**Location identification entries:**
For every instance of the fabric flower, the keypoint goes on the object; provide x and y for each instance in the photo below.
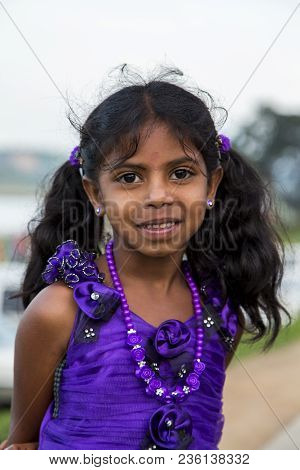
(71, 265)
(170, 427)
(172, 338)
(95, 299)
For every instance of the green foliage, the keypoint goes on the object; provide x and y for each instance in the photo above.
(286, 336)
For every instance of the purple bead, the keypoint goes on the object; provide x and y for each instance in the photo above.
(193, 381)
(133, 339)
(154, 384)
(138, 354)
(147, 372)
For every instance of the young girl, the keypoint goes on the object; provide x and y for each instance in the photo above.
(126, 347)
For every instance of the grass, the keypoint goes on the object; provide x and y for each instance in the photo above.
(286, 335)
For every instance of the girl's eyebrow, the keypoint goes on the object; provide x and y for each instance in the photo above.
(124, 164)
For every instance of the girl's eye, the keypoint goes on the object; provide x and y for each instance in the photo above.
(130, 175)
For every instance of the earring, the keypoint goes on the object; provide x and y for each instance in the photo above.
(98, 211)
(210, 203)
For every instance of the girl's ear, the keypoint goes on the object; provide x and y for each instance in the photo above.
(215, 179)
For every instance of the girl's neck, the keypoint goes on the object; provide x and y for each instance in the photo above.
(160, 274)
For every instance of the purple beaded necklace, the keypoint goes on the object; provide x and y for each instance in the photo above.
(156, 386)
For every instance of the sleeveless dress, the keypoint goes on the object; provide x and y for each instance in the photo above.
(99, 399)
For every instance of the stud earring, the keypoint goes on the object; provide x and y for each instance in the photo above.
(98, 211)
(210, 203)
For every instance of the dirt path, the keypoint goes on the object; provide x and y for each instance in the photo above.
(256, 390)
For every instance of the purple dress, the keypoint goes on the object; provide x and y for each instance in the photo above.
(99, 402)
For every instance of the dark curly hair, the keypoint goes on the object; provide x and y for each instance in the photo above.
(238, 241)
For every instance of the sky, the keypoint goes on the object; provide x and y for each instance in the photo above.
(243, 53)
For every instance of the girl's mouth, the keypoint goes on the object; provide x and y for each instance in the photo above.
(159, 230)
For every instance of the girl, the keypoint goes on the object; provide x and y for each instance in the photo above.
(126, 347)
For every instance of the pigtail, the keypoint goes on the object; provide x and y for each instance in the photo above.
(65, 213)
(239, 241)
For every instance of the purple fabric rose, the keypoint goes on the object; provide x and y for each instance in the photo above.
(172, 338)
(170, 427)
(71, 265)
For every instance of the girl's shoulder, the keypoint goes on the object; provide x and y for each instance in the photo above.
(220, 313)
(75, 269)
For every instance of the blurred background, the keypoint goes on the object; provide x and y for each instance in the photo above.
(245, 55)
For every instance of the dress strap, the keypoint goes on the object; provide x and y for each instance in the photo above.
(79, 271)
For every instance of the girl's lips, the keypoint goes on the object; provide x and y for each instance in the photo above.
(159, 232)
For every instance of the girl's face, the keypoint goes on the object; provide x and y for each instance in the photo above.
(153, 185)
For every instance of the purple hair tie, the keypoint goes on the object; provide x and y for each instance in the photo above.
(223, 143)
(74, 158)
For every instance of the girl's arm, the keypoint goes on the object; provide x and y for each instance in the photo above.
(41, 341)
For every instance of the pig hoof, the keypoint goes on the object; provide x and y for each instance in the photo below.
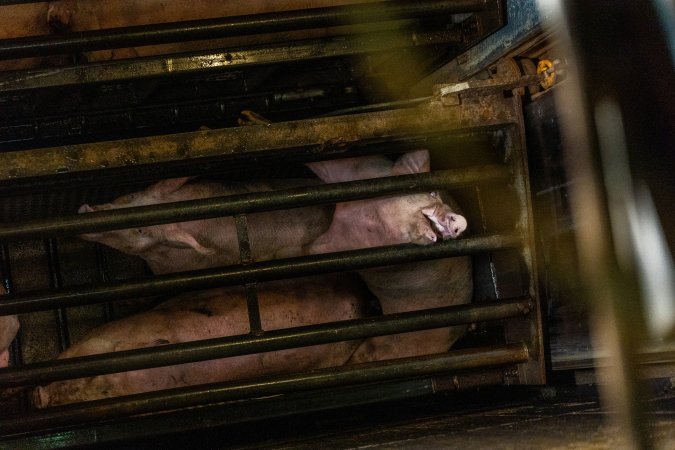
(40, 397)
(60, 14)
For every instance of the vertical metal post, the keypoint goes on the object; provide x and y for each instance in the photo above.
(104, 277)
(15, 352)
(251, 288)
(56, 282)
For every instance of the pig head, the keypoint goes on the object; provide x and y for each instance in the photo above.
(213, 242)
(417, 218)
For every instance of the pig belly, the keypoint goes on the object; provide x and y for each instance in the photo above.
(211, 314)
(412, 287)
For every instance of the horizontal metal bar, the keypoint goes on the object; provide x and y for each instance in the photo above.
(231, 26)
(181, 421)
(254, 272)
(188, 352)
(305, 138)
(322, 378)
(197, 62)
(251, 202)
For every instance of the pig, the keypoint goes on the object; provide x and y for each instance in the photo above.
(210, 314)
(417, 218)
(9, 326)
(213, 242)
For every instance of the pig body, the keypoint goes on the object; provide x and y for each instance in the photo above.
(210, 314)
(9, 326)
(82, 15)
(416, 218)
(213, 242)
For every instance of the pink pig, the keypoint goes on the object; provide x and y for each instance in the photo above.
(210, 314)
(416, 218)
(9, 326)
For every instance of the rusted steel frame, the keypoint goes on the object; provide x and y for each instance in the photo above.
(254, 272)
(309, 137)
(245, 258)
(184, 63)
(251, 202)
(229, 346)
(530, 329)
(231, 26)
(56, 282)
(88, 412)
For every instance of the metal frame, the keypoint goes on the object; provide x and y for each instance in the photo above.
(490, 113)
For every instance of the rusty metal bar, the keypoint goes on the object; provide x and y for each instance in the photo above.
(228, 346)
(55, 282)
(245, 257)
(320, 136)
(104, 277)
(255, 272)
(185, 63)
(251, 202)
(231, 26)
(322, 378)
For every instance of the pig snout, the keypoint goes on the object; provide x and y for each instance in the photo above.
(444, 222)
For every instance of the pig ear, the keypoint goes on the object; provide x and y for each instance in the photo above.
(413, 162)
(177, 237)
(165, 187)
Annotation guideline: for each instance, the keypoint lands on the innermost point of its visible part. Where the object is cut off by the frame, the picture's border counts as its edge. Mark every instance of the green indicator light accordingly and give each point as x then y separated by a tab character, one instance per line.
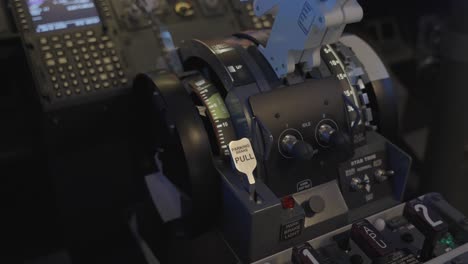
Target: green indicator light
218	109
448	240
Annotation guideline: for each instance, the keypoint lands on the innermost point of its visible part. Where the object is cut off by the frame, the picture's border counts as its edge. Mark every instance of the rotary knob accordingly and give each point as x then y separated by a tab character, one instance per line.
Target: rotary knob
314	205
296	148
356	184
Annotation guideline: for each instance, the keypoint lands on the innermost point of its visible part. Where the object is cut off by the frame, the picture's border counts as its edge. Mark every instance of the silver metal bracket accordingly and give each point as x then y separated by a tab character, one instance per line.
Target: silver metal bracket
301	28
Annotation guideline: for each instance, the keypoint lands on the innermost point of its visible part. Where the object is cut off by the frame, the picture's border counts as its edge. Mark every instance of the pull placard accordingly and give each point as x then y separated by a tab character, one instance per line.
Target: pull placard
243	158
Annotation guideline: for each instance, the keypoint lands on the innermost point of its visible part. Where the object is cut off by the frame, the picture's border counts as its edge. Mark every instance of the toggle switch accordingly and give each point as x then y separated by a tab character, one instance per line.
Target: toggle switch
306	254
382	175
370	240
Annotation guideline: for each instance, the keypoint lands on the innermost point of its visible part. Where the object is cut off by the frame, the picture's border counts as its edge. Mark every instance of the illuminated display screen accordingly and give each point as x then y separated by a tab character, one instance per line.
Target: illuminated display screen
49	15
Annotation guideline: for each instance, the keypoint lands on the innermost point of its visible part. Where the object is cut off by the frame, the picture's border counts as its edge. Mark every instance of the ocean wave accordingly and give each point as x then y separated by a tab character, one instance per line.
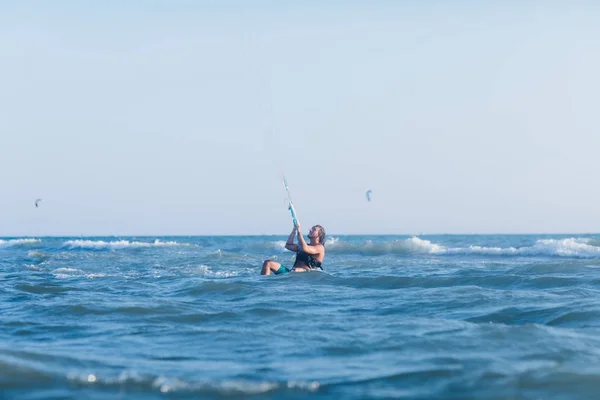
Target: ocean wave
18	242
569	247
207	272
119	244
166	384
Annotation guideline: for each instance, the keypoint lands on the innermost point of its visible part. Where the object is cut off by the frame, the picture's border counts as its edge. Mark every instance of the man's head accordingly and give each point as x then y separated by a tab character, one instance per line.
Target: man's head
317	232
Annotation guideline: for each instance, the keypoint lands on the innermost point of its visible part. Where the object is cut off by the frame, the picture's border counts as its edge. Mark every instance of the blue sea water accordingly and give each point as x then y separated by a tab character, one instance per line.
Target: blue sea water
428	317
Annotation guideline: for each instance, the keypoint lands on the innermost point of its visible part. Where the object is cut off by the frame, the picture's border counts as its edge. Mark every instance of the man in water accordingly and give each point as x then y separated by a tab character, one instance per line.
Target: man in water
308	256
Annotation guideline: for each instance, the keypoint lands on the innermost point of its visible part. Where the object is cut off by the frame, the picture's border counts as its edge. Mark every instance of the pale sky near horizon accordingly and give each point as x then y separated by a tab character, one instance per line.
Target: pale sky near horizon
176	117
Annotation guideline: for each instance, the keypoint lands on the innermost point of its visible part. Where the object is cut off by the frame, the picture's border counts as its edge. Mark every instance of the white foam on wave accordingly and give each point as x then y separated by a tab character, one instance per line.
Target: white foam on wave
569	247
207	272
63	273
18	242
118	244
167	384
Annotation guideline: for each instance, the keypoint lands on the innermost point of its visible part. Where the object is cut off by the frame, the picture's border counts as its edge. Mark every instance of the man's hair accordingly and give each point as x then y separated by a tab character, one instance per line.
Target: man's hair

**EXERCISE REQUIREMENTS:** Extract the closing run of lines, starting with the one containing "of the blue" and ending at the last, exactly as written.

**PROBLEM SOLUTION:**
Annotation guideline: for each instance, the keypoint lands on the innermost point of its visible part. Where the object is cut off by the frame, the picture's border counts as its edge. Mark every instance of the blue sea water accordingly and give each point as x then y separated by a tab character, one instance per line.
Target: blue sea water
428	317
Annotation guideline: for each instance, the keypoint lands on the innermost point of its visible part. Where the object is cut off by the frame, the picture's border counts as its edge. Mark every instance of the man in water accordingly and give each point as x then y separated by a tab character, one instance per line.
Target: man in water
308	256
Annotation guideline: for each instance, the keypoint lands on the innermost point of its visible part. Where the object is cut off by the frame, the picture's border counts as its edge. Mark every instance of the pale sky near horizon accordingly and give each point as x then y separated by a tab character, one instance per line.
Target: pale sky near horizon
176	117
Annotation guideline: for each instance, the keypoint lands on the innermost point of its visible part. Where the object is cut off by the frame, the picture's border counts as its edge. Mark every instance of the white foam on wave accordingly and give each point as x then y separated by a tab character, one instance per line.
Target: white foam on wave
569	247
207	272
63	273
18	242
118	244
167	384
Annotation guideline: for each instance, the keypoint lands on the innermost point of its visible part. Where the object is cut off by the frame, the picture's border counts as its edge. Mark every instance of the man's hair accordingly and give each point as x then y separated by a tab character, one instance per line.
Target: man's hair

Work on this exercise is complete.